• Supplied records
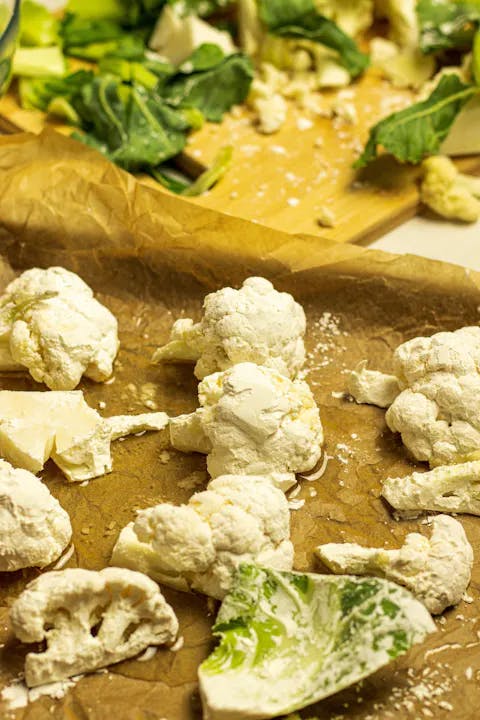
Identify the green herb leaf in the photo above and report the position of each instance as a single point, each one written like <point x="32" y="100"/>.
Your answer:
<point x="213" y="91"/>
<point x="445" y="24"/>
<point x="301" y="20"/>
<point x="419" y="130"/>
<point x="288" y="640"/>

• Exercise description
Reproduce the records above with "green herb leaf" swapped for "fresh herb leaf" and every other part unchanged. Omit the pictures from your copy.

• Answer
Identify the fresh herb leaf in the photo above and report the position of each instance as a single point, each one written like <point x="32" y="100"/>.
Your answer:
<point x="213" y="91"/>
<point x="445" y="24"/>
<point x="301" y="20"/>
<point x="419" y="130"/>
<point x="288" y="640"/>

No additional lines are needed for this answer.